→ Отрывок:
*****

Садизм присутствует не только в социальных низах и среди диктаторов, но и в среде многих других социальных групп. Во многих частных ситуациях человек получает шанс сыграть роль диктатора. Таковы отцы в отношении своих жен и детей, школьные учителя, тюремные надзиратели, полицейские, врачи, медицинские сестры, армейские офицеры и так далее. Очень важно отметить, что во многих таких случаях реальная власть может быть и не чрезмерной; главное, она должна быть достаточно велика для того, чтобы внушить ее носителю иллюзию абсолютной власти.
Однако, так как эти ситуации наилучшим образом способствуют проявлению садизма, остается без ответа вопрос о том, встречается ли склонность к садизму у {108} индивидов, не имеющих социально-экономических проблем. Ответ на этот вопрос выходит за рамки этой главы, и потому я ограничусь общим замечанием: те же условия фактической беспомощности и бессилия могут иметь место в атмосфере семьи, в которой родители обращаются с ребенком как садисты, особенно в менее очевидной форме, когда подавляется воля и душится спонтанность ребенка – прямым насилием, равнодушием или угрозами.
Проблема связи между садизмом и склонностью к разрушению является наиболее сложной и требует дальнейших исследований. (Эту тему я подробно рассматривал в «Анатомии человеческой деструктивности», 1973а.) Нам следует отличать «простой садизм», целью которого является контроль, а не разрушение, от деструктивного садизма, при котором склонный к обладанию «анальный» элемент принимает злокачественную форму стремления к смерти. Это допущение соответствует моей концепции любви к смерти (некрофилии) как злокачественной формы накопительного, «анального характера», о чем я писал в «Сердце человека» (1964а, с. 37–61). Нет нужды говорить, что как и при любой смешанной патологии, некрофилия может выступать в бесчисленном множестве обличий.

*****

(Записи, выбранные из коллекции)

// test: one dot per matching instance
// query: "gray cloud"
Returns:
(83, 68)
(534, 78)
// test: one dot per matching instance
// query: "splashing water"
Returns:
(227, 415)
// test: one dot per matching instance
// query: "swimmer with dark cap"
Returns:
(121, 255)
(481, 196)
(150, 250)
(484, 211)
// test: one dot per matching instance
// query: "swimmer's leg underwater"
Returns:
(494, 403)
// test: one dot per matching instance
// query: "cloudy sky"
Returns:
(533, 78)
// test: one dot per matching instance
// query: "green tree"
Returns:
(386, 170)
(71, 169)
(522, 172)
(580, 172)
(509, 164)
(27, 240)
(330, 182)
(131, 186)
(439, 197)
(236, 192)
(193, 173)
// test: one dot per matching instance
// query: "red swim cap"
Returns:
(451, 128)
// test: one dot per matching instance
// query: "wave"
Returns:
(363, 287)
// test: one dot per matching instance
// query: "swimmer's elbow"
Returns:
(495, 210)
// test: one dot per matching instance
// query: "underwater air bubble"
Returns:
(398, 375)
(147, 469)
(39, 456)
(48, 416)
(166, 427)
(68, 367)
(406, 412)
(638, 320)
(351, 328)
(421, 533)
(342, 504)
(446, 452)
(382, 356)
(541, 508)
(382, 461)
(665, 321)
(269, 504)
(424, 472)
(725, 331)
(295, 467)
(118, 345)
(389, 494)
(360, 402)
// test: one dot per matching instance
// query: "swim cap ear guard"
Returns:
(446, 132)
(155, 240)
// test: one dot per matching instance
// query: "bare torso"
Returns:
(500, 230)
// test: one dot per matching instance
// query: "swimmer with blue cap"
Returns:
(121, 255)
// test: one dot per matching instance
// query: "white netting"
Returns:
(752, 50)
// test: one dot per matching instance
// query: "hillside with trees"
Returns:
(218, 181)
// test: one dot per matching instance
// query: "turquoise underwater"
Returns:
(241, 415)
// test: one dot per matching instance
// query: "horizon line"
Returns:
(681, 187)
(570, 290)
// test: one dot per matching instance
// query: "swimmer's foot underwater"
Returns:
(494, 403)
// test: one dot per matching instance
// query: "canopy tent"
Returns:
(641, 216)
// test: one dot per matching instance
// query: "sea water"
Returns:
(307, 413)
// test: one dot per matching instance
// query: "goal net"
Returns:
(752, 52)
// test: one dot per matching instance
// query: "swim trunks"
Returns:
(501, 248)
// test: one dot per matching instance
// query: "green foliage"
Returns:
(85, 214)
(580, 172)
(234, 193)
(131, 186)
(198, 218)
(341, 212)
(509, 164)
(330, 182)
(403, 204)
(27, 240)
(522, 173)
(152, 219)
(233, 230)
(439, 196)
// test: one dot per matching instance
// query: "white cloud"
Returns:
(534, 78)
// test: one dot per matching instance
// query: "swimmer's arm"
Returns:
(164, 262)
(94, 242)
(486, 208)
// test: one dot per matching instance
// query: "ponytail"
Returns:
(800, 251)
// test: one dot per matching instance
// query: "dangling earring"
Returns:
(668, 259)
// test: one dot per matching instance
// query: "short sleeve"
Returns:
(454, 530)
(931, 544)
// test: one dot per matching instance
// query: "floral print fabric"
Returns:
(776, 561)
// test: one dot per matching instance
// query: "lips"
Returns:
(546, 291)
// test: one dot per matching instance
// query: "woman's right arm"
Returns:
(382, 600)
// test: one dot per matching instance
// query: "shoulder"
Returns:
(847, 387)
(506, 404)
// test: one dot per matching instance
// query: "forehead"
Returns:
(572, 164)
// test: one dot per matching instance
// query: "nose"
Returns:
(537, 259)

*****

→ Задание: Кого отрывок о садизме приводит как примеры людей, которые в частных ситуациях получают шанс сыграть роль диктатора? Назовите всех.

→ Ответ: отцы (в отношении своих жен и детей), школьные учителя, тюремные надзиратели, полицейские, врачи, медицинские сестры, армейские офицеры